**Task item**
Repeat each record exactly. Any picture gets left out.

**Exercise inputs**
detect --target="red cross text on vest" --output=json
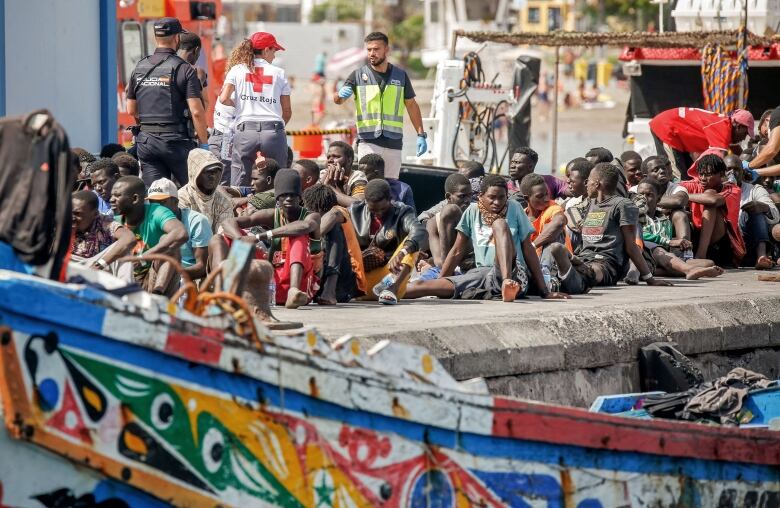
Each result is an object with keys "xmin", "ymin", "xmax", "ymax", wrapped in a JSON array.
[{"xmin": 246, "ymin": 67, "xmax": 274, "ymax": 93}]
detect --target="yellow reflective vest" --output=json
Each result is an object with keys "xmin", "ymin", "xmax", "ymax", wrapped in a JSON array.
[{"xmin": 354, "ymin": 65, "xmax": 406, "ymax": 140}]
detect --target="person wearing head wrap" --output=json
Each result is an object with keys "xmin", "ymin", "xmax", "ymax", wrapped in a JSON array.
[
  {"xmin": 218, "ymin": 169, "xmax": 323, "ymax": 309},
  {"xmin": 178, "ymin": 148, "xmax": 235, "ymax": 233}
]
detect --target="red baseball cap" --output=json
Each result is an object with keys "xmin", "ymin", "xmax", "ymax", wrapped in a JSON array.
[
  {"xmin": 730, "ymin": 109, "xmax": 755, "ymax": 138},
  {"xmin": 250, "ymin": 32, "xmax": 285, "ymax": 51}
]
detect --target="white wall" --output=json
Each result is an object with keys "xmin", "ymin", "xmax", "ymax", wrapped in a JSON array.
[{"xmin": 5, "ymin": 0, "xmax": 102, "ymax": 151}]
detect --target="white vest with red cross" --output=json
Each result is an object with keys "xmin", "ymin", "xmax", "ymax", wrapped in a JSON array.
[{"xmin": 226, "ymin": 57, "xmax": 291, "ymax": 125}]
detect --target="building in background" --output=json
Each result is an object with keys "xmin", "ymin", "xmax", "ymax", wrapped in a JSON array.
[{"xmin": 519, "ymin": 0, "xmax": 576, "ymax": 33}]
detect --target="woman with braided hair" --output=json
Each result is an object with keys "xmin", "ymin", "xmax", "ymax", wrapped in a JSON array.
[{"xmin": 405, "ymin": 174, "xmax": 569, "ymax": 302}]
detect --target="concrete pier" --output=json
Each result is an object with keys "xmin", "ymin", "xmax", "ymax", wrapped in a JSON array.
[{"xmin": 274, "ymin": 270, "xmax": 780, "ymax": 406}]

**Exercise result**
detect --target="red cross text on vest" --output=json
Each result is an object with keys "xmin", "ymin", "xmax", "ymax", wrapped in a JSON array.
[{"xmin": 246, "ymin": 67, "xmax": 274, "ymax": 93}]
detect --target="yellow reflective vest" --output=json
Each result is an object with keys "xmin", "ymin", "xmax", "ymax", wrapped in a JSON array.
[{"xmin": 354, "ymin": 65, "xmax": 406, "ymax": 140}]
detect --target="person wearing head wrap" --output=json
Each result is an object with keys "xmin", "ymin", "xmax", "ymax", wrapped in a JSON array.
[
  {"xmin": 218, "ymin": 169, "xmax": 323, "ymax": 309},
  {"xmin": 178, "ymin": 148, "xmax": 235, "ymax": 233}
]
detect --target="red baseball cap" --output=json
Each result is an object with keys "xmin", "ymin", "xmax", "ymax", wrapped in a JSON array.
[
  {"xmin": 730, "ymin": 109, "xmax": 755, "ymax": 138},
  {"xmin": 250, "ymin": 32, "xmax": 285, "ymax": 51}
]
detect --target="white wall" --output=json
Each result is an object with keys "xmin", "ymin", "xmax", "ymax", wrapped in a JSON array.
[{"xmin": 5, "ymin": 0, "xmax": 102, "ymax": 151}]
detect --target="white vest with red cross" --output=json
Each result is an object with keys "xmin", "ymin", "xmax", "ymax", wrapped in a JSON array.
[{"xmin": 226, "ymin": 57, "xmax": 291, "ymax": 125}]
detect --target="building in background" --output=json
Each result is an object with keys "xmin", "ymin", "xmax", "ymax", wrapped in a JSON array.
[{"xmin": 519, "ymin": 0, "xmax": 576, "ymax": 33}]
detect --target="woman with braided hair" --output=json
Each result is an object with keys "xmin", "ymin", "xmax", "ymax", wrapped in a JSON array.
[{"xmin": 405, "ymin": 174, "xmax": 569, "ymax": 302}]
detect --target="concrete pier" --output=json
Each result is an object with keys "xmin", "ymin", "xmax", "ymax", wrapped in a JSON array.
[{"xmin": 274, "ymin": 270, "xmax": 780, "ymax": 406}]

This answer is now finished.